Rewrite the data from the line containing "point: the vine" through the last line, both included. Multiply every x and y coordinate by 2.1, round to whole numbers with halves going up, and leave all other text unchanged.

********************

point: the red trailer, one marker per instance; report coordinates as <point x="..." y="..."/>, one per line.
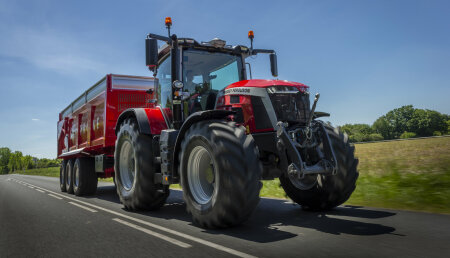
<point x="86" y="127"/>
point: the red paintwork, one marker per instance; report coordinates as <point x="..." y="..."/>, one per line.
<point x="92" y="126"/>
<point x="259" y="83"/>
<point x="156" y="120"/>
<point x="246" y="104"/>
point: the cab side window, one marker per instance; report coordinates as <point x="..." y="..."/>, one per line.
<point x="165" y="83"/>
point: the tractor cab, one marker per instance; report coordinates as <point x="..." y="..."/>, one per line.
<point x="205" y="69"/>
<point x="191" y="74"/>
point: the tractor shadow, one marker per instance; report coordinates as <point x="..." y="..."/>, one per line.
<point x="275" y="220"/>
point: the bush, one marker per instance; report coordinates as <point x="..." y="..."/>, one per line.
<point x="437" y="133"/>
<point x="406" y="135"/>
<point x="376" y="137"/>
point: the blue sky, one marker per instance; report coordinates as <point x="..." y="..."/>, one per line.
<point x="364" y="57"/>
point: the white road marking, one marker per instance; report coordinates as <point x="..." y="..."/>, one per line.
<point x="186" y="236"/>
<point x="153" y="233"/>
<point x="54" y="196"/>
<point x="83" y="207"/>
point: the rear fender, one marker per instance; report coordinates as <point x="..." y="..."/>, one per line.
<point x="150" y="120"/>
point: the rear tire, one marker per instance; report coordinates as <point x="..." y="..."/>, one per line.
<point x="84" y="177"/>
<point x="69" y="176"/>
<point x="329" y="191"/>
<point x="62" y="176"/>
<point x="135" y="169"/>
<point x="220" y="173"/>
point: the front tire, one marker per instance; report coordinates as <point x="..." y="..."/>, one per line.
<point x="329" y="191"/>
<point x="135" y="169"/>
<point x="69" y="176"/>
<point x="220" y="172"/>
<point x="84" y="177"/>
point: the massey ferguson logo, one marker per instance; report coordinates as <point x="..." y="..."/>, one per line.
<point x="237" y="90"/>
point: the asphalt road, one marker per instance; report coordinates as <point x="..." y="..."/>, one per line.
<point x="36" y="219"/>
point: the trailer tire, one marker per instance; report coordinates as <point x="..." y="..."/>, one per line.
<point x="69" y="176"/>
<point x="62" y="176"/>
<point x="220" y="173"/>
<point x="333" y="190"/>
<point x="135" y="169"/>
<point x="84" y="177"/>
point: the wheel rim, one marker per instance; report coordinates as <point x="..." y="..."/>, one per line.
<point x="61" y="176"/>
<point x="127" y="165"/>
<point x="68" y="178"/>
<point x="201" y="175"/>
<point x="305" y="183"/>
<point x="76" y="176"/>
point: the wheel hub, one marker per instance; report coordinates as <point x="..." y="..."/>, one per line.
<point x="201" y="175"/>
<point x="127" y="165"/>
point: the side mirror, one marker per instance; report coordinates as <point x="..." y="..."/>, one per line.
<point x="151" y="53"/>
<point x="273" y="64"/>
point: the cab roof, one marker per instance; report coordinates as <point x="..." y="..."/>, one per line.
<point x="259" y="83"/>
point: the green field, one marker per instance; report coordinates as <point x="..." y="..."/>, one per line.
<point x="411" y="175"/>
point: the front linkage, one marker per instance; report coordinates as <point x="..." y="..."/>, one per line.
<point x="288" y="145"/>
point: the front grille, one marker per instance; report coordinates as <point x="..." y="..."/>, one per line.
<point x="290" y="105"/>
<point x="262" y="120"/>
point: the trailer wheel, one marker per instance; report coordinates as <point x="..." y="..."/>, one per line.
<point x="62" y="176"/>
<point x="69" y="176"/>
<point x="84" y="177"/>
<point x="135" y="169"/>
<point x="220" y="173"/>
<point x="329" y="191"/>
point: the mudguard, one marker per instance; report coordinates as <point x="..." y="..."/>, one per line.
<point x="150" y="120"/>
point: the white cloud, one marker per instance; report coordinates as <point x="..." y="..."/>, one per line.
<point x="49" y="50"/>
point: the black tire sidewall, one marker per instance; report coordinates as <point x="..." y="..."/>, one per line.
<point x="122" y="137"/>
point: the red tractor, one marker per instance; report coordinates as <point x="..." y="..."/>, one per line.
<point x="217" y="133"/>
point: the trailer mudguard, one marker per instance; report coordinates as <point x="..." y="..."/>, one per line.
<point x="194" y="118"/>
<point x="150" y="120"/>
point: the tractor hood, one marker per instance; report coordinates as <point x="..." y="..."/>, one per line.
<point x="258" y="83"/>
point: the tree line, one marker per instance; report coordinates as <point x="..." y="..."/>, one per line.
<point x="15" y="161"/>
<point x="403" y="122"/>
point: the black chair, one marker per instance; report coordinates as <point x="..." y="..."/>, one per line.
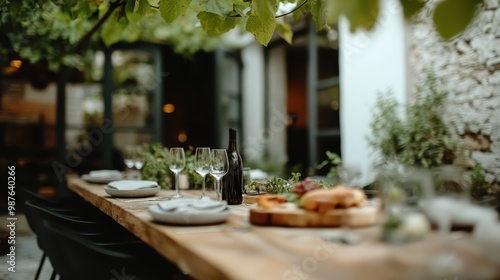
<point x="77" y="257"/>
<point x="63" y="205"/>
<point x="78" y="216"/>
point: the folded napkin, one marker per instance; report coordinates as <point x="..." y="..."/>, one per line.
<point x="105" y="174"/>
<point x="205" y="206"/>
<point x="129" y="185"/>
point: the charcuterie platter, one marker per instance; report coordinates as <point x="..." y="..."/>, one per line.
<point x="339" y="206"/>
<point x="292" y="216"/>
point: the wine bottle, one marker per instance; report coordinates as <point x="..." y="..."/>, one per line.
<point x="232" y="182"/>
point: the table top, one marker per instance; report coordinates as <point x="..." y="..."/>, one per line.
<point x="239" y="250"/>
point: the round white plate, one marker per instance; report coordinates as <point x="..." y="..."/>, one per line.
<point x="132" y="193"/>
<point x="200" y="217"/>
<point x="100" y="180"/>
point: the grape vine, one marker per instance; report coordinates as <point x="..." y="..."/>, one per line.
<point x="61" y="31"/>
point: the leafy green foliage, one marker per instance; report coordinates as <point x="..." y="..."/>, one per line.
<point x="276" y="185"/>
<point x="172" y="9"/>
<point x="156" y="166"/>
<point x="261" y="21"/>
<point x="215" y="24"/>
<point x="61" y="31"/>
<point x="334" y="161"/>
<point x="417" y="136"/>
<point x="412" y="7"/>
<point x="478" y="185"/>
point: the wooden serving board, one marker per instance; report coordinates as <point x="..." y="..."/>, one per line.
<point x="297" y="217"/>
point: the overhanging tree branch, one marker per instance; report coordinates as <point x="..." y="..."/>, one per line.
<point x="84" y="41"/>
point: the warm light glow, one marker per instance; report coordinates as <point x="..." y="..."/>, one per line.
<point x="16" y="63"/>
<point x="168" y="108"/>
<point x="182" y="137"/>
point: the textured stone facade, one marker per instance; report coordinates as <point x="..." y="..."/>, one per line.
<point x="468" y="67"/>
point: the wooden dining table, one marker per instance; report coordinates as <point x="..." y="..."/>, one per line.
<point x="237" y="249"/>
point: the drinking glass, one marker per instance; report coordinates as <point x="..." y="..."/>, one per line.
<point x="139" y="160"/>
<point x="349" y="177"/>
<point x="202" y="165"/>
<point x="129" y="159"/>
<point x="449" y="196"/>
<point x="219" y="165"/>
<point x="176" y="163"/>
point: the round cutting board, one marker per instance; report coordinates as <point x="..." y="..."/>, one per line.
<point x="297" y="217"/>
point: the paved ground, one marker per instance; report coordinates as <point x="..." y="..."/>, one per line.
<point x="27" y="254"/>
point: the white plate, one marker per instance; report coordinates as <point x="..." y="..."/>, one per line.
<point x="101" y="179"/>
<point x="192" y="217"/>
<point x="129" y="185"/>
<point x="132" y="193"/>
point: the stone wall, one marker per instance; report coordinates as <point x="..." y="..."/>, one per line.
<point x="468" y="67"/>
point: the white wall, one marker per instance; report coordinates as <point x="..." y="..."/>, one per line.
<point x="253" y="101"/>
<point x="277" y="108"/>
<point x="370" y="62"/>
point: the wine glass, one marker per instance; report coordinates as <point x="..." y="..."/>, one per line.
<point x="139" y="160"/>
<point x="349" y="176"/>
<point x="448" y="196"/>
<point x="219" y="166"/>
<point x="176" y="163"/>
<point x="202" y="165"/>
<point x="129" y="159"/>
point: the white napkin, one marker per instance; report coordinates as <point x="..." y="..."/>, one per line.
<point x="105" y="174"/>
<point x="205" y="206"/>
<point x="130" y="185"/>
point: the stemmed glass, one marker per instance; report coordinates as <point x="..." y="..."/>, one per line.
<point x="448" y="196"/>
<point x="349" y="177"/>
<point x="139" y="160"/>
<point x="129" y="157"/>
<point x="219" y="166"/>
<point x="202" y="165"/>
<point x="176" y="163"/>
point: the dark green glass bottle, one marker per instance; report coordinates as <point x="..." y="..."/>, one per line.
<point x="232" y="182"/>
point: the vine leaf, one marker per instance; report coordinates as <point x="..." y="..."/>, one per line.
<point x="172" y="9"/>
<point x="362" y="14"/>
<point x="218" y="7"/>
<point x="318" y="13"/>
<point x="285" y="32"/>
<point x="215" y="24"/>
<point x="451" y="17"/>
<point x="113" y="28"/>
<point x="261" y="22"/>
<point x="411" y="7"/>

********************

> **REPLY**:
point: the vine leaf, one marker per instance; report coordinates as <point x="..." y="..."/>, one per line.
<point x="361" y="19"/>
<point x="760" y="29"/>
<point x="458" y="15"/>
<point x="668" y="27"/>
<point x="599" y="67"/>
<point x="452" y="50"/>
<point x="947" y="36"/>
<point x="237" y="59"/>
<point x="548" y="46"/>
<point x="863" y="15"/>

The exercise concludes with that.